*** Listed entries ***
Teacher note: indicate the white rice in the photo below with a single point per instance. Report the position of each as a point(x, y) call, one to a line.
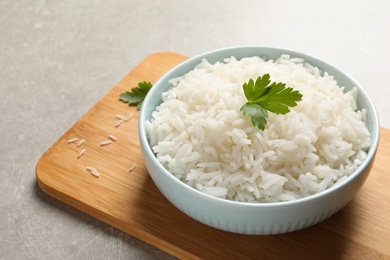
point(112, 137)
point(107, 142)
point(200, 135)
point(81, 153)
point(81, 142)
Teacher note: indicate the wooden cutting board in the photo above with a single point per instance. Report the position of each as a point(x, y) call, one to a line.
point(129, 200)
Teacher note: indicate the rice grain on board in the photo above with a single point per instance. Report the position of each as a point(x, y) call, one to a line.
point(200, 135)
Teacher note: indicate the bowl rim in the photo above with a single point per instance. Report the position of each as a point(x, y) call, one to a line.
point(375, 134)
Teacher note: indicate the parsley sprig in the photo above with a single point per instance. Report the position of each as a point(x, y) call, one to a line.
point(263, 97)
point(137, 94)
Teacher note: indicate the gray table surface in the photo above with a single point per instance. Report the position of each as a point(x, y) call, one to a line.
point(58, 58)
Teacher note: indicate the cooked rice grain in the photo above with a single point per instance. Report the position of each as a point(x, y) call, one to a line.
point(200, 135)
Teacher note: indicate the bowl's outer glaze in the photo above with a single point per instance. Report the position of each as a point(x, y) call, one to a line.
point(264, 218)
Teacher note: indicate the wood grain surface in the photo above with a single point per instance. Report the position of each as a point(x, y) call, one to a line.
point(129, 200)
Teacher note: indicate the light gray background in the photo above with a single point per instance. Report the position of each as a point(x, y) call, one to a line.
point(58, 58)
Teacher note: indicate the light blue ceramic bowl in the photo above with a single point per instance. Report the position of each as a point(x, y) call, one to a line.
point(261, 218)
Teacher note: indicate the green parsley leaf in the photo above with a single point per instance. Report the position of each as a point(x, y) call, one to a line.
point(263, 97)
point(137, 94)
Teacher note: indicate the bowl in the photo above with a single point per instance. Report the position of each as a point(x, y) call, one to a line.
point(256, 218)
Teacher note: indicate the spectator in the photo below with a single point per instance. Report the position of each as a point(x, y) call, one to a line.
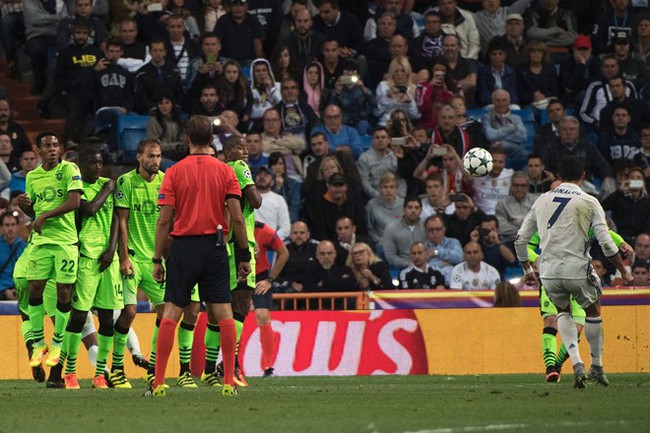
point(11, 247)
point(75, 80)
point(511, 210)
point(325, 275)
point(324, 210)
point(436, 201)
point(637, 109)
point(369, 270)
point(313, 85)
point(466, 216)
point(206, 68)
point(339, 25)
point(274, 210)
point(539, 179)
point(397, 91)
point(274, 140)
point(570, 143)
point(490, 189)
point(376, 161)
point(496, 253)
point(457, 21)
point(536, 76)
point(578, 71)
point(340, 137)
point(283, 63)
point(630, 206)
point(400, 235)
point(463, 69)
point(354, 99)
point(491, 20)
point(443, 252)
point(419, 274)
point(97, 32)
point(427, 46)
point(19, 140)
point(496, 74)
point(384, 209)
point(240, 33)
point(302, 252)
point(157, 78)
point(504, 129)
point(346, 237)
point(506, 295)
point(304, 43)
point(234, 93)
point(297, 117)
point(555, 26)
point(135, 53)
point(550, 131)
point(621, 141)
point(599, 93)
point(285, 186)
point(474, 273)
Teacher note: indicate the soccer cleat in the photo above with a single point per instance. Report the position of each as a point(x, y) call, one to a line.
point(239, 378)
point(38, 373)
point(54, 356)
point(597, 375)
point(118, 379)
point(71, 381)
point(186, 380)
point(579, 376)
point(552, 375)
point(140, 361)
point(99, 382)
point(228, 390)
point(37, 356)
point(211, 379)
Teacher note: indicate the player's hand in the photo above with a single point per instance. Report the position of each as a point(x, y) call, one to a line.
point(126, 268)
point(243, 269)
point(37, 225)
point(262, 287)
point(158, 272)
point(105, 260)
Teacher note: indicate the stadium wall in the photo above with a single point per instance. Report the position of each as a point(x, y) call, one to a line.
point(454, 341)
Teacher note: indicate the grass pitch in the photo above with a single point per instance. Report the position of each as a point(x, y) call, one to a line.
point(377, 404)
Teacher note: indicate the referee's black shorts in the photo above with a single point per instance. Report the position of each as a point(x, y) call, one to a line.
point(197, 260)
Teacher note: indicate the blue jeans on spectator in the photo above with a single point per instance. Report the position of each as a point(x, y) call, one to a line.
point(13, 31)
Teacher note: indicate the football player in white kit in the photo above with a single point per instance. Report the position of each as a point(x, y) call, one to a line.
point(563, 217)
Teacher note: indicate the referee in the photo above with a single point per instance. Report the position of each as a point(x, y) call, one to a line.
point(194, 195)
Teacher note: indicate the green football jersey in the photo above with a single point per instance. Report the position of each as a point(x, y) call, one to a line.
point(48, 190)
point(96, 230)
point(244, 177)
point(140, 197)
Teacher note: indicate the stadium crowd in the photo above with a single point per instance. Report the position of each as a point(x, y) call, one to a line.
point(356, 116)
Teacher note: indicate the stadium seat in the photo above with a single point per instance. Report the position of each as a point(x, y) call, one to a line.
point(130, 130)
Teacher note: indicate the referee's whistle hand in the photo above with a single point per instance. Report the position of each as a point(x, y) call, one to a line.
point(158, 273)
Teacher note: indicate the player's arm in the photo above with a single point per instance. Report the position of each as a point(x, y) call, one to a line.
point(71, 204)
point(163, 228)
point(253, 196)
point(107, 256)
point(123, 241)
point(282, 256)
point(238, 226)
point(90, 208)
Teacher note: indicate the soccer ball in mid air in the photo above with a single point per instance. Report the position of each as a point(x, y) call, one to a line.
point(478, 162)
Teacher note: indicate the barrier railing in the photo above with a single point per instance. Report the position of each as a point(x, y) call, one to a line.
point(322, 299)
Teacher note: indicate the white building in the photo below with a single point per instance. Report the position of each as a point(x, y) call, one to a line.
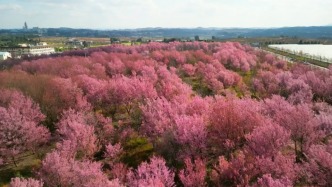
point(17, 52)
point(5, 55)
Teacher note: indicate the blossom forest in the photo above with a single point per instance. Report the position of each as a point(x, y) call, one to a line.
point(165, 114)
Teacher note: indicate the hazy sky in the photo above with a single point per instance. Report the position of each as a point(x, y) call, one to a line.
point(114, 14)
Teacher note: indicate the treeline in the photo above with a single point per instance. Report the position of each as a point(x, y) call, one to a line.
point(176, 114)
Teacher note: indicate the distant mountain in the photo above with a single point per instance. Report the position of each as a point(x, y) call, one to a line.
point(301, 32)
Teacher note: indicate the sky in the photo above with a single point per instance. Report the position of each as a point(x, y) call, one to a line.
point(129, 14)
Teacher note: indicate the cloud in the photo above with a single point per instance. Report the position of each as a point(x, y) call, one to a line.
point(10, 7)
point(167, 13)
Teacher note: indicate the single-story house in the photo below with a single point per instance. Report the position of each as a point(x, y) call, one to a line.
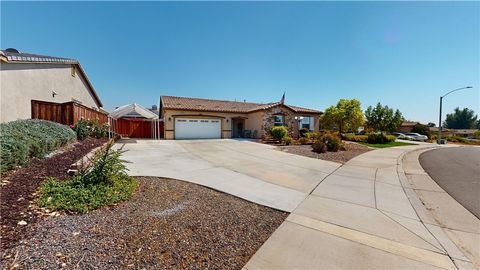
point(454, 132)
point(198, 118)
point(48, 82)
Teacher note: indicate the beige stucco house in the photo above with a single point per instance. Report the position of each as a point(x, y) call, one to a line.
point(25, 77)
point(196, 118)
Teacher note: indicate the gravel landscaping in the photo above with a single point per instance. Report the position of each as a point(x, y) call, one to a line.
point(18, 186)
point(351, 150)
point(167, 224)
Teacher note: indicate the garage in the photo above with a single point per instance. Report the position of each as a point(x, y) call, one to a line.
point(194, 128)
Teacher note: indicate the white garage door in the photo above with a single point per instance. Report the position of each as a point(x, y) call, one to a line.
point(187, 128)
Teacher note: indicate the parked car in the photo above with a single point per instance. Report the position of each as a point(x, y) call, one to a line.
point(417, 137)
point(401, 136)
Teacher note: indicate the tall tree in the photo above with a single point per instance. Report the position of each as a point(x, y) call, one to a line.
point(461, 119)
point(347, 115)
point(383, 118)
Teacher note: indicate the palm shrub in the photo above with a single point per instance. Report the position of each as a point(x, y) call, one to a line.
point(319, 146)
point(303, 140)
point(24, 139)
point(279, 132)
point(83, 129)
point(303, 132)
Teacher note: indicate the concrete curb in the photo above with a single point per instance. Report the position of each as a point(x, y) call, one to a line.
point(456, 229)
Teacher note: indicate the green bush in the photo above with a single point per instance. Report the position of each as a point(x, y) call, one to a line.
point(287, 140)
point(279, 132)
point(23, 139)
point(476, 134)
point(380, 138)
point(457, 139)
point(332, 142)
point(99, 130)
point(303, 140)
point(390, 138)
point(105, 183)
point(355, 138)
point(303, 132)
point(90, 128)
point(319, 146)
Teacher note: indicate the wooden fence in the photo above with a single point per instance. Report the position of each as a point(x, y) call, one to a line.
point(138, 128)
point(68, 113)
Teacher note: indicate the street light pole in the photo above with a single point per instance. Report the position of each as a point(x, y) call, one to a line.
point(440, 115)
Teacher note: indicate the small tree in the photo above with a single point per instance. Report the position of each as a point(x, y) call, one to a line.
point(279, 132)
point(383, 118)
point(346, 115)
point(461, 119)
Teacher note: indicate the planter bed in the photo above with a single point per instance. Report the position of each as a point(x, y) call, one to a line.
point(19, 185)
point(167, 224)
point(352, 150)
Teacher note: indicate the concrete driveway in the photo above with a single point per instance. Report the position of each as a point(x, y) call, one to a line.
point(457, 171)
point(252, 171)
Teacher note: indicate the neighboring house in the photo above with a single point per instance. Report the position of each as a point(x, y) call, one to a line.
point(454, 132)
point(52, 81)
point(196, 118)
point(407, 126)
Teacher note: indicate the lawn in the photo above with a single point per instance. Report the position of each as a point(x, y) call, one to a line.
point(385, 145)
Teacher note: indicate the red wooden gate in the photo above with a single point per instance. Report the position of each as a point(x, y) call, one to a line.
point(137, 128)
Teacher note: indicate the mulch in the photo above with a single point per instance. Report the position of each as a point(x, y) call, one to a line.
point(351, 150)
point(18, 186)
point(167, 224)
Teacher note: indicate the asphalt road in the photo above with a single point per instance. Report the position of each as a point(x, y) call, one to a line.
point(457, 171)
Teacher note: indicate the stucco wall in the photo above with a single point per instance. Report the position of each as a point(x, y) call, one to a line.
point(20, 83)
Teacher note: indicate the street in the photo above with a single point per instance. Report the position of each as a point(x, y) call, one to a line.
point(457, 171)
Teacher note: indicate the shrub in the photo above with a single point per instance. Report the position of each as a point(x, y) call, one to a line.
point(99, 130)
point(319, 146)
point(287, 140)
point(303, 132)
point(355, 138)
point(83, 129)
point(90, 128)
point(303, 140)
point(421, 129)
point(457, 139)
point(279, 132)
point(390, 138)
point(105, 183)
point(332, 142)
point(23, 139)
point(476, 134)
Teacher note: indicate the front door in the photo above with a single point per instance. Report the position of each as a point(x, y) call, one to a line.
point(238, 126)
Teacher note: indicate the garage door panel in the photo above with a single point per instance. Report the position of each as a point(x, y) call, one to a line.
point(190, 128)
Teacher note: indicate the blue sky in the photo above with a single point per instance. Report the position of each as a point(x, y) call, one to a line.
point(402, 54)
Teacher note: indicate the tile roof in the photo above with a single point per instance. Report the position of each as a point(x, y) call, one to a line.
point(13, 56)
point(212, 105)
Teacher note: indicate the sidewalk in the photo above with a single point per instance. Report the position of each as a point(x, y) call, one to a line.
point(365, 215)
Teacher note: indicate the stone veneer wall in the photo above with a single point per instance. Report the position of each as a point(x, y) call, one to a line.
point(289, 119)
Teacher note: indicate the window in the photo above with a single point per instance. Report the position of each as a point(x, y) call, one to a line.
point(278, 120)
point(307, 122)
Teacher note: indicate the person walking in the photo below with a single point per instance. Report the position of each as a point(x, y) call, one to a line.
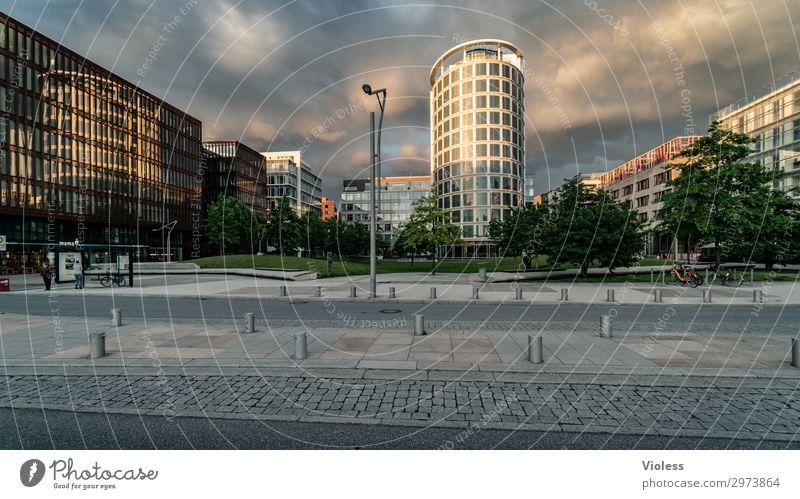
point(77, 269)
point(47, 274)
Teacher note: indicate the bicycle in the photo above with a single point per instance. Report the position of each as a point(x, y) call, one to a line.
point(109, 280)
point(684, 275)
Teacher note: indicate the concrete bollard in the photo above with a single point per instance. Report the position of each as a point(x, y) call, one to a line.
point(300, 345)
point(97, 345)
point(116, 317)
point(605, 326)
point(535, 349)
point(419, 325)
point(249, 322)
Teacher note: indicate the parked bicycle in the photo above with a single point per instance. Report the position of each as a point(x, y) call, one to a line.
point(110, 280)
point(683, 275)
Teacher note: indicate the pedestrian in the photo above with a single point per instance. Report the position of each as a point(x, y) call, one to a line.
point(77, 269)
point(47, 274)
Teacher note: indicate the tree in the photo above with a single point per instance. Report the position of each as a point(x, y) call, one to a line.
point(587, 225)
point(283, 227)
point(518, 232)
point(720, 199)
point(232, 226)
point(428, 228)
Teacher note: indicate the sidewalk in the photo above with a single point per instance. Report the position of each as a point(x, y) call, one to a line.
point(418, 288)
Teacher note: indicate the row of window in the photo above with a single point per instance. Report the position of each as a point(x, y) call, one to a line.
point(467, 70)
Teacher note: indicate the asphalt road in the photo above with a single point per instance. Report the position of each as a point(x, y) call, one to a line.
point(37, 429)
point(715, 318)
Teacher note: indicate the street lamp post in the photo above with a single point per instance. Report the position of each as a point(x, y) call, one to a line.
point(375, 157)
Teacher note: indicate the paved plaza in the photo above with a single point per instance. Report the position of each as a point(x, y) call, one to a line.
point(683, 376)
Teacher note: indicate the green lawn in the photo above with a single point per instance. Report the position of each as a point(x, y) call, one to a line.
point(344, 267)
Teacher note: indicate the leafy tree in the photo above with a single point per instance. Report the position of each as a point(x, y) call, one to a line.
point(587, 225)
point(232, 226)
point(283, 227)
point(518, 232)
point(718, 198)
point(428, 228)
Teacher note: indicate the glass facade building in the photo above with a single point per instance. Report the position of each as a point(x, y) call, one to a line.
point(771, 115)
point(397, 196)
point(87, 159)
point(233, 169)
point(478, 134)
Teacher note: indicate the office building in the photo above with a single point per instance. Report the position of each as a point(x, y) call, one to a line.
point(236, 170)
point(89, 163)
point(771, 115)
point(397, 196)
point(478, 134)
point(328, 209)
point(288, 175)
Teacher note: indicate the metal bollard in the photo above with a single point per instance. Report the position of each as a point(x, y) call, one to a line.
point(419, 325)
point(300, 345)
point(97, 345)
point(535, 349)
point(605, 326)
point(116, 317)
point(249, 322)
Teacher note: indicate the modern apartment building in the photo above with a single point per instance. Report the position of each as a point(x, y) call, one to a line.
point(771, 115)
point(397, 196)
point(89, 163)
point(641, 183)
point(328, 209)
point(236, 170)
point(478, 134)
point(288, 175)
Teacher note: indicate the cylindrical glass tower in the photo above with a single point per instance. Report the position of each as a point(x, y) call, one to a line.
point(478, 134)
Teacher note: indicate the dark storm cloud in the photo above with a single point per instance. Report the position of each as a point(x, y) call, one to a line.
point(603, 80)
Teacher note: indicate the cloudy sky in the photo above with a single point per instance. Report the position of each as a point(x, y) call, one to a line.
point(606, 80)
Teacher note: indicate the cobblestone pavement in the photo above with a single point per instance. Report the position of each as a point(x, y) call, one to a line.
point(728, 408)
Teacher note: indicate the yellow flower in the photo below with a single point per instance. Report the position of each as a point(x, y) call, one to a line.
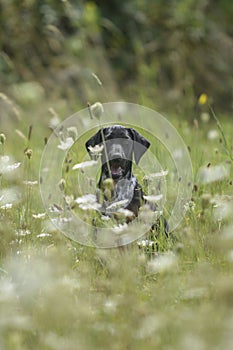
point(202, 99)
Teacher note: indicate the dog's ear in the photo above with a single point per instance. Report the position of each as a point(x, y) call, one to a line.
point(93, 141)
point(141, 144)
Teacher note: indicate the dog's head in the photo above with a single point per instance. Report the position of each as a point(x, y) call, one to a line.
point(120, 144)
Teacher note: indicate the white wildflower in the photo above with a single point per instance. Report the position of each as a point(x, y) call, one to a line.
point(205, 117)
point(6, 165)
point(86, 164)
point(97, 110)
point(214, 173)
point(64, 145)
point(88, 201)
point(162, 173)
point(120, 228)
point(9, 196)
point(6, 206)
point(212, 135)
point(30, 183)
point(43, 235)
point(125, 212)
point(189, 206)
point(39, 216)
point(22, 233)
point(153, 198)
point(117, 205)
point(72, 132)
point(162, 263)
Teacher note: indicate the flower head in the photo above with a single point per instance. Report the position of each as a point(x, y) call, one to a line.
point(202, 99)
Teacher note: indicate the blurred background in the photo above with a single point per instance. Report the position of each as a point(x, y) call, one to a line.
point(162, 54)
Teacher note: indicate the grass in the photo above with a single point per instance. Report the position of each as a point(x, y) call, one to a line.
point(57, 294)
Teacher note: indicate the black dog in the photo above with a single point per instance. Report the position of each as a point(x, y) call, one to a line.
point(120, 145)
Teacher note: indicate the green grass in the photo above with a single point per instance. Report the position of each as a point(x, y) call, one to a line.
point(57, 294)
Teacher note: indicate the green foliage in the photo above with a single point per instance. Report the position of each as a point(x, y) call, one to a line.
point(169, 48)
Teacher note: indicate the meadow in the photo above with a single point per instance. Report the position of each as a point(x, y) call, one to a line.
point(58, 294)
point(174, 57)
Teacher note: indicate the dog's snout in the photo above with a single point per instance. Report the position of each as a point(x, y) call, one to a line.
point(116, 151)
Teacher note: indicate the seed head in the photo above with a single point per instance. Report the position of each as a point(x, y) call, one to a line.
point(28, 152)
point(2, 139)
point(202, 99)
point(97, 110)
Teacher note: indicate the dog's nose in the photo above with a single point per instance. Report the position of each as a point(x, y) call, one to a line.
point(116, 152)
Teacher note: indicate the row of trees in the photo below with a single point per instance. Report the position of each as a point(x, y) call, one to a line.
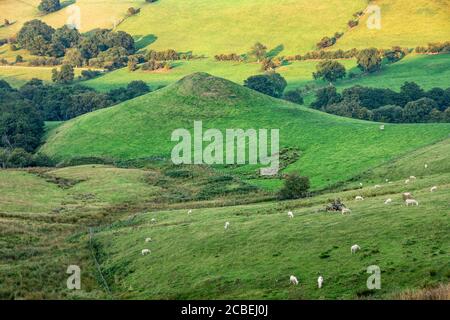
***
## Exercise requirements
Render the lines from the one containing "Teacher note: indicate the player's hand" through the one containing "point(105, 260)" as a Markdown table with the columns Row and Line, numbering each row and omitting blank lines.

## Solved exercise
| Row | Line |
|---|---|
| 1 | Teacher note: indicate the player's hand in the photo above with a single point per instance. Report the position of each as a point(x, y) call, one to a line. |
| 2 | point(126, 268) |
| 3 | point(243, 269) |
| 4 | point(37, 225) |
| 5 | point(262, 287) |
| 6 | point(158, 272) |
| 7 | point(105, 260) |